-- Exercise text follows --

Taken together, the evidence is clear: oxytocin is, without question, the hormone of empathy. But what about those whose oxytocin is naturally low? What are they supposed to do? Be patient. Later in this book, you will find detailed, practical methods for raising your oxytocin levels.4
The Oxytocin Reconciliation Method
No relationship stays smooth forever. Even people who get along beautifully can start bickering over the most trivial things. When oxytocin levels are high, we naturally tend to see things from the other person's perspective, which makes conflicts less likely to erupt. But what if the damage is already done? What if you and someone you care about have fallen out — and it is your fault?
First, apologize unconditionally — even to the point of overdoing it. I once stood in a long line at Starbucks, finally ordered, and received the wrong drink. When I pointed this out, the barista apologized so profusely and bowed so deeply that I felt embarrassed — and my annoyance melted away on the spot. As she remade my order, I overheard her say to the trainee beside her: "When you apologize, go overboard like that, right away. Got it?" She had been training the new employee all along. I could not help but laugh, but it taught me a useful lesson.

-- Exercise text concluded --
-- Data follows --

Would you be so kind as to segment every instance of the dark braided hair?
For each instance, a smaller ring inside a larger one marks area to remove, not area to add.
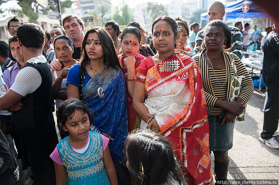
[[[170,176],[181,183],[175,154],[164,136],[151,131],[133,131],[127,137],[126,151],[130,172],[142,177],[143,185],[160,184]]]
[[[56,116],[57,117],[57,124],[60,136],[63,139],[70,134],[69,132],[66,132],[62,128],[65,125],[68,117],[74,115],[76,111],[81,111],[86,113],[88,116],[90,125],[93,120],[93,114],[88,108],[87,103],[83,101],[76,98],[70,98],[66,100],[59,105],[57,110]],[[60,123],[61,125],[60,126]]]

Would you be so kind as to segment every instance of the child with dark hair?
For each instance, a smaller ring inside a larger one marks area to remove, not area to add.
[[[200,68],[191,57],[175,52],[179,34],[173,19],[158,17],[151,31],[158,52],[141,63],[133,97],[141,129],[163,133],[173,144],[189,184],[213,184]]]
[[[89,131],[93,114],[85,103],[71,98],[58,108],[58,128],[63,139],[50,156],[56,184],[118,184],[109,139]]]
[[[122,151],[128,130],[124,74],[111,37],[103,28],[88,30],[81,50],[83,58],[80,64],[74,65],[68,72],[67,97],[87,102],[95,113],[96,131],[113,138],[110,151],[118,175],[124,170],[118,170],[117,166],[124,166]]]
[[[142,185],[181,184],[175,155],[162,135],[143,130],[132,133],[126,140],[126,157],[134,181]]]

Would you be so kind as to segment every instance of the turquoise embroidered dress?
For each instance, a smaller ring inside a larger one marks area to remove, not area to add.
[[[103,162],[101,136],[91,131],[89,134],[89,145],[83,153],[74,150],[68,137],[57,145],[67,171],[68,185],[110,184]]]

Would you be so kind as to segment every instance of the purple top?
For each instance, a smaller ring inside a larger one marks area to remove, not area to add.
[[[16,76],[20,69],[19,65],[17,62],[16,63],[7,68],[3,73],[3,79],[8,88],[9,89],[14,83]]]

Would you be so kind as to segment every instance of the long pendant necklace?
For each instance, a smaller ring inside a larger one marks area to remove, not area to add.
[[[88,61],[88,64],[89,64],[89,67],[90,67],[90,69],[91,70],[91,71],[93,72],[93,73],[91,73],[91,74],[94,75],[94,76],[95,77],[95,79],[96,79],[96,80],[97,81],[97,82],[98,83],[98,84],[99,85],[99,88],[98,88],[98,89],[97,90],[97,92],[98,93],[98,95],[99,95],[99,97],[100,97],[100,99],[101,99],[101,100],[102,101],[102,103],[104,103],[104,102],[105,101],[104,98],[105,97],[105,94],[103,93],[103,88],[101,87],[104,84],[104,81],[105,80],[105,77],[103,77],[103,81],[102,82],[102,83],[100,84],[100,82],[99,82],[99,80],[98,80],[98,79],[97,78],[97,77],[96,77],[96,75],[95,75],[95,73],[94,73],[94,71],[93,71],[93,70],[92,69],[92,68],[91,67],[91,66],[90,65],[90,63],[89,63],[89,61]],[[106,66],[105,66],[104,67],[104,69],[106,69]]]
[[[217,80],[217,83],[220,87],[223,87],[223,86],[225,85],[225,84],[226,84],[226,83],[227,82],[227,71],[226,71],[226,80],[225,81],[225,83],[224,83],[224,84],[221,85],[220,85],[220,84],[219,83],[219,82],[218,81],[218,79],[217,79],[217,77],[216,76],[216,75],[215,74],[215,72],[214,71],[214,68],[213,67],[213,66],[212,65],[212,64],[211,63],[211,62],[210,62],[210,60],[208,58],[208,57],[207,56],[207,50],[206,51],[205,51],[205,56],[206,57],[206,58],[207,58],[207,60],[208,60],[208,61],[209,62],[209,63],[210,63],[210,65],[211,65],[211,67],[212,68],[212,70],[213,71],[213,73],[214,74],[214,76],[215,76],[215,78],[216,78],[216,80]]]

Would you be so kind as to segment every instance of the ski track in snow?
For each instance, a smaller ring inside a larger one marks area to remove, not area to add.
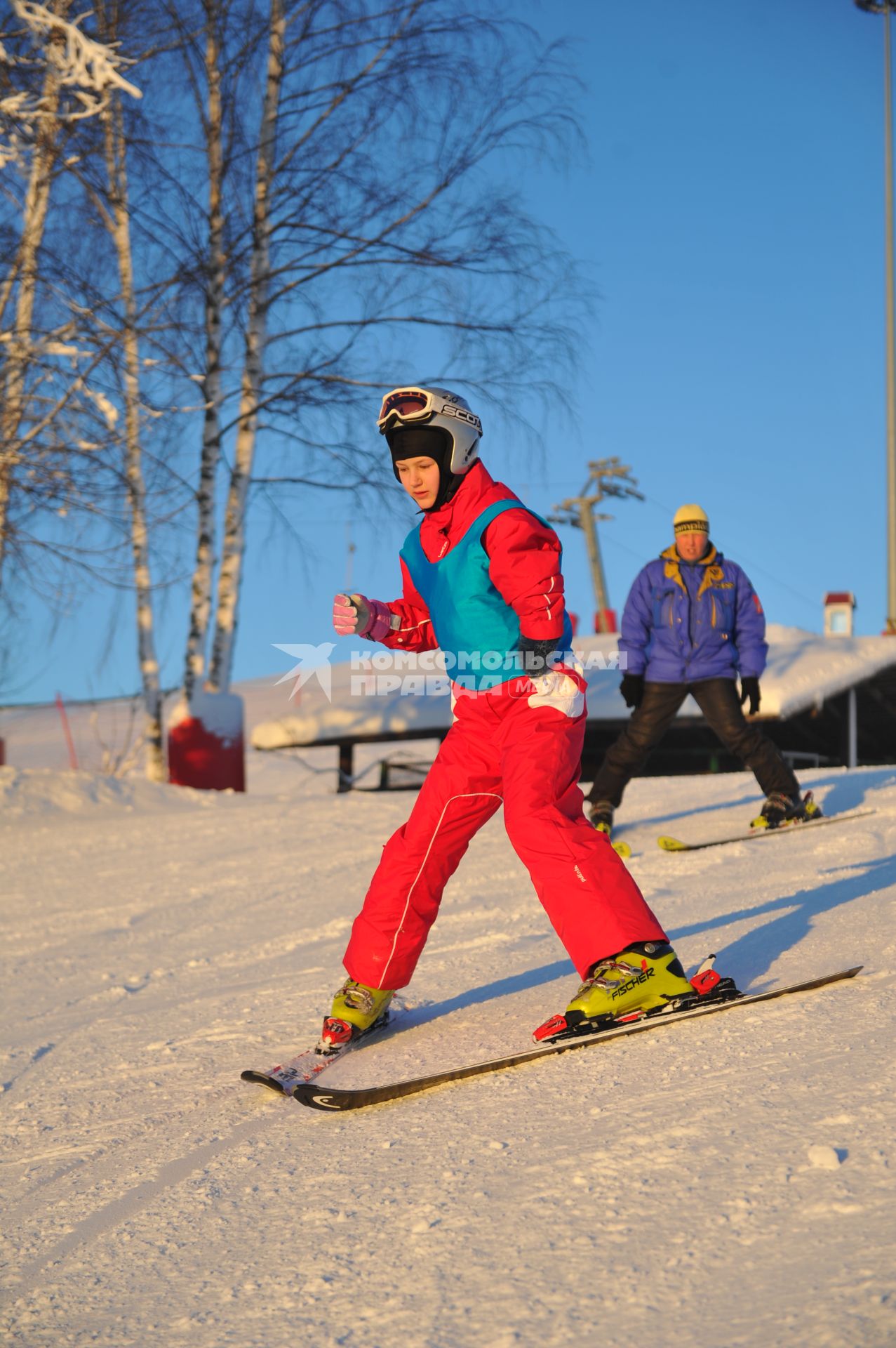
[[[311,758],[313,755],[307,755]],[[629,863],[686,964],[857,980],[353,1115],[238,1080],[317,1035],[412,797],[0,770],[5,1341],[511,1348],[896,1343],[896,768],[804,774],[849,825],[666,855],[746,775],[641,779]],[[372,1085],[525,1047],[575,975],[474,840]]]

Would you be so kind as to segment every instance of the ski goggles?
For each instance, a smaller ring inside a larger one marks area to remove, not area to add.
[[[439,410],[428,388],[393,388],[383,399],[376,425],[380,431],[391,426],[412,426],[428,421]]]

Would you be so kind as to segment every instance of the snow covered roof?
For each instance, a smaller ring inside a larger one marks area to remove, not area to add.
[[[819,636],[796,627],[771,624],[768,642],[768,667],[761,681],[764,716],[796,716],[881,670],[896,669],[896,640],[889,638]],[[606,634],[575,640],[577,651],[586,665],[589,721],[618,721],[628,714],[618,694],[617,643],[618,636]],[[380,667],[366,674],[357,667],[353,670],[350,663],[330,666],[329,698],[317,679],[306,681],[292,704],[288,701],[288,685],[267,685],[263,701],[269,709],[268,718],[255,720],[252,716],[253,705],[259,705],[253,693],[263,693],[259,686],[263,681],[236,689],[247,697],[247,723],[253,725],[253,747],[276,749],[337,739],[446,731],[451,723],[450,698],[420,692],[420,675],[416,675],[415,683],[407,670],[396,667],[391,654],[379,648],[376,659]],[[399,652],[397,658],[407,659],[407,655]],[[356,661],[356,666],[357,663]],[[372,677],[379,677],[380,692],[362,692],[365,679]],[[435,681],[437,673],[427,677]],[[400,686],[388,689],[389,679]],[[282,709],[274,712],[272,704],[278,701],[278,694]],[[701,713],[689,697],[679,714],[697,717]]]

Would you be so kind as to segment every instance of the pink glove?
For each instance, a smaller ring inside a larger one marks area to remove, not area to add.
[[[369,636],[372,642],[381,642],[392,631],[392,611],[379,599],[337,594],[333,600],[333,627],[340,636]]]

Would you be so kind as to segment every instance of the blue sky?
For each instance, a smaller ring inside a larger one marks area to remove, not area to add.
[[[558,383],[574,419],[542,449],[485,419],[489,468],[539,512],[589,458],[631,464],[644,503],[601,526],[612,603],[699,501],[771,621],[821,630],[822,594],[853,589],[857,628],[885,616],[883,20],[852,0],[555,0],[586,85],[587,156],[531,170],[532,209],[585,264],[598,301],[581,369]],[[376,408],[358,435],[376,438]],[[396,485],[396,492],[399,488]],[[249,522],[234,678],[279,675],[272,643],[329,636],[331,596],[397,593],[410,503],[372,516],[309,496],[303,546]],[[563,532],[570,605],[590,615],[585,546]],[[185,585],[186,590],[186,585]],[[185,599],[159,623],[166,685],[181,673]],[[92,596],[50,636],[26,608],[5,701],[137,687],[131,601]]]

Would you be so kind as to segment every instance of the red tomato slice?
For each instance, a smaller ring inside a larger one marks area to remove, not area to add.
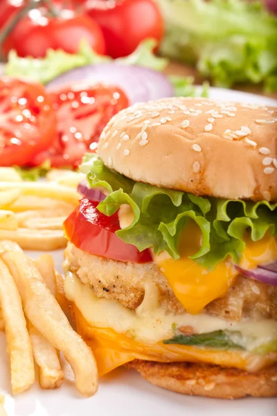
[[[97,209],[99,202],[82,199],[80,206],[64,223],[66,237],[82,251],[120,261],[152,261],[148,250],[139,252],[115,234],[120,229],[117,214],[108,217]]]
[[[0,79],[0,166],[30,164],[55,136],[55,115],[42,85]]]
[[[116,87],[64,87],[49,98],[56,110],[57,139],[48,151],[35,158],[39,165],[50,159],[51,165],[76,166],[87,151],[93,150],[102,130],[111,117],[128,107],[129,101]]]

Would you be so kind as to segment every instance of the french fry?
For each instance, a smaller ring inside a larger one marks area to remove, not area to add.
[[[18,227],[18,220],[12,211],[0,209],[0,229],[15,230]]]
[[[5,183],[10,184],[12,182]],[[21,194],[21,190],[17,188],[10,189],[8,187],[6,187],[3,190],[0,188],[0,208],[8,207],[10,204],[12,204],[12,202],[17,200]]]
[[[66,245],[66,239],[63,232],[60,229],[0,229],[1,240],[15,241],[24,250],[51,251]]]
[[[15,168],[0,168],[1,182],[21,182],[22,177]]]
[[[56,275],[54,260],[50,254],[41,254],[34,261],[35,265],[43,277],[46,286],[53,296],[56,295]]]
[[[60,215],[69,215],[75,208],[75,205],[60,201],[51,198],[42,198],[40,196],[23,195],[19,196],[12,204],[9,206],[9,209],[15,212],[21,212],[24,211],[35,210],[46,211],[46,208],[49,211],[54,214],[51,216],[57,216]],[[57,211],[63,209],[64,214],[58,214]]]
[[[21,300],[12,276],[1,259],[0,302],[10,361],[12,389],[17,394],[34,383],[35,367]]]
[[[75,189],[69,187],[58,185],[55,182],[0,182],[0,191],[17,191],[24,195],[33,195],[42,198],[51,198],[58,200],[65,201],[77,205],[79,195]]]
[[[28,322],[28,330],[35,361],[39,366],[39,381],[42,388],[59,388],[64,380],[59,357],[55,348]]]
[[[63,352],[73,370],[80,394],[93,395],[98,388],[93,355],[70,326],[33,261],[24,253],[15,252],[6,252],[1,257],[14,277],[28,320],[52,345]]]
[[[29,229],[63,229],[62,224],[66,217],[30,218],[24,222],[24,228]],[[1,223],[0,223],[1,228]]]
[[[0,416],[7,416],[4,408],[5,397],[3,395],[0,394]]]

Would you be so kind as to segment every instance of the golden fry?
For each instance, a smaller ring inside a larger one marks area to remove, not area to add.
[[[35,368],[21,300],[12,276],[1,259],[0,302],[10,361],[12,388],[17,394],[34,383]]]
[[[29,210],[52,211],[51,215],[44,214],[44,216],[68,216],[75,208],[73,204],[60,201],[51,198],[42,198],[40,196],[23,195],[12,205],[9,209],[15,212],[22,212]],[[60,213],[62,214],[60,214]]]
[[[0,229],[17,229],[18,220],[12,211],[5,211],[0,209]]]
[[[22,177],[15,168],[0,168],[1,182],[21,182]]]
[[[24,250],[51,251],[66,245],[64,233],[59,229],[28,229],[18,228],[17,231],[0,229],[0,241],[12,240]]]
[[[28,228],[29,229],[63,229],[62,224],[66,219],[66,217],[30,218],[24,222],[24,228]]]
[[[39,367],[40,387],[57,388],[64,380],[64,372],[57,351],[30,322],[28,323],[28,330],[35,360]]]
[[[79,200],[79,195],[77,191],[69,187],[58,185],[53,182],[0,182],[0,191],[11,191],[14,190],[21,191],[24,195],[51,198],[58,200],[63,200],[74,205],[78,205]]]
[[[3,182],[0,182],[3,183]],[[12,182],[5,182],[8,184]],[[10,189],[9,187],[7,187],[5,189],[2,190],[0,188],[0,208],[8,207],[10,204],[12,204],[21,194],[20,189],[16,188]]]
[[[69,324],[33,261],[24,253],[1,254],[19,288],[24,311],[32,324],[71,365],[78,390],[83,396],[98,388],[98,370],[91,350]]]
[[[34,261],[35,265],[42,275],[46,286],[55,297],[56,295],[56,275],[55,264],[53,257],[50,254],[43,254]]]

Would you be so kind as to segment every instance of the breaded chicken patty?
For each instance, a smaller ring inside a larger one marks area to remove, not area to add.
[[[89,285],[98,297],[120,302],[135,309],[144,297],[146,279],[159,291],[161,304],[168,311],[183,313],[184,309],[156,264],[122,262],[84,252],[69,243],[66,257],[72,272]],[[277,286],[238,276],[226,295],[206,306],[211,315],[240,320],[243,318],[277,318]]]

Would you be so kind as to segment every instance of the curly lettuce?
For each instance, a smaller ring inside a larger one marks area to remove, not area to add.
[[[190,219],[202,234],[202,246],[190,258],[212,270],[228,255],[239,263],[246,230],[253,241],[277,232],[277,203],[203,198],[136,182],[107,168],[96,155],[87,155],[80,170],[91,188],[109,192],[98,206],[100,212],[109,216],[123,205],[131,207],[133,222],[116,234],[140,251],[152,248],[156,254],[166,250],[179,259],[180,233]]]
[[[277,18],[262,2],[155,1],[166,21],[163,55],[196,64],[218,87],[262,83],[277,90]]]

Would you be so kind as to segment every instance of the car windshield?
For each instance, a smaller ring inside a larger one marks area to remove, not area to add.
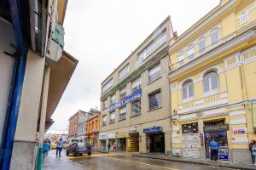
[[[79,142],[78,146],[79,147],[84,147],[84,142]]]

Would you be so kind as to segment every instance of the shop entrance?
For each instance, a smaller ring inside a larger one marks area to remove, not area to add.
[[[139,133],[130,133],[130,150],[129,151],[138,151],[139,150]]]
[[[165,133],[148,134],[150,139],[150,152],[165,152]]]
[[[206,156],[210,158],[211,150],[209,144],[212,139],[219,144],[218,158],[220,160],[229,160],[228,154],[228,137],[227,130],[228,124],[224,124],[224,121],[216,121],[211,122],[205,122],[205,145],[206,145]]]

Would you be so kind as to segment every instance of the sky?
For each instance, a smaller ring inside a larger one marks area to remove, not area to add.
[[[67,130],[79,110],[100,109],[101,82],[167,17],[181,35],[220,0],[69,0],[64,49],[79,60],[53,114]]]

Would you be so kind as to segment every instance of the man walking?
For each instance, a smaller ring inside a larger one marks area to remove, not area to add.
[[[60,140],[57,141],[57,147],[56,147],[56,157],[61,157],[61,151],[62,151],[62,148],[63,148],[63,141],[62,141],[62,138],[60,139]]]
[[[212,138],[212,140],[210,142],[209,146],[211,149],[211,160],[217,161],[219,144],[215,141],[214,138]]]

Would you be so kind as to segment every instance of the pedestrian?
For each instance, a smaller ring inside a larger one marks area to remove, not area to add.
[[[256,165],[256,141],[252,139],[249,143],[249,150],[251,151],[251,157],[253,164]]]
[[[49,140],[45,139],[43,142],[43,160],[48,156],[49,150],[50,150],[50,145]]]
[[[219,144],[215,141],[215,139],[212,138],[212,141],[209,144],[211,149],[211,160],[218,160],[218,153],[219,149]]]
[[[116,151],[116,143],[113,141],[113,151]]]
[[[57,147],[56,147],[56,157],[61,157],[61,151],[62,151],[62,148],[63,148],[63,141],[62,141],[62,138],[61,138],[58,141],[57,141]]]
[[[110,150],[110,148],[111,148],[111,144],[110,144],[110,142],[108,143],[108,151],[109,151],[109,150]]]

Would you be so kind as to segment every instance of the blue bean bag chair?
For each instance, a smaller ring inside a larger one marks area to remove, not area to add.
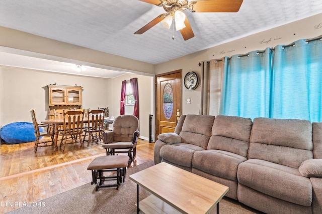
[[[43,130],[39,128],[40,131]],[[7,143],[16,144],[36,140],[34,125],[32,123],[17,122],[9,123],[1,128],[1,138]]]

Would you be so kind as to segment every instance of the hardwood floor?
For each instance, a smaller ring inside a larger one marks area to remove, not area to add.
[[[38,201],[91,182],[87,166],[96,157],[106,155],[102,144],[92,143],[88,147],[85,144],[83,148],[79,143],[68,144],[63,152],[40,147],[36,153],[34,142],[2,144],[0,213],[19,208],[15,202]],[[153,146],[139,139],[136,158],[129,167],[153,160]]]

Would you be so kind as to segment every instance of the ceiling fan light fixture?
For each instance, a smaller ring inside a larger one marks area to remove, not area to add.
[[[74,69],[75,69],[75,71],[78,72],[86,71],[86,68],[84,67],[82,65],[75,65],[74,66]]]
[[[167,16],[162,21],[161,23],[163,27],[167,29],[170,29],[170,27],[171,27],[171,25],[172,24],[172,16],[169,15]]]
[[[185,20],[186,20],[186,15],[184,13],[180,11],[177,11],[175,12],[175,21],[176,21],[177,31],[179,31],[186,27]]]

-- Data concluded --

What you will do -
In the oxytocin text, what should you do first after falling out with someone through your own fault?

Written solution -
Apologize unconditionally, even to the point of overdoing it.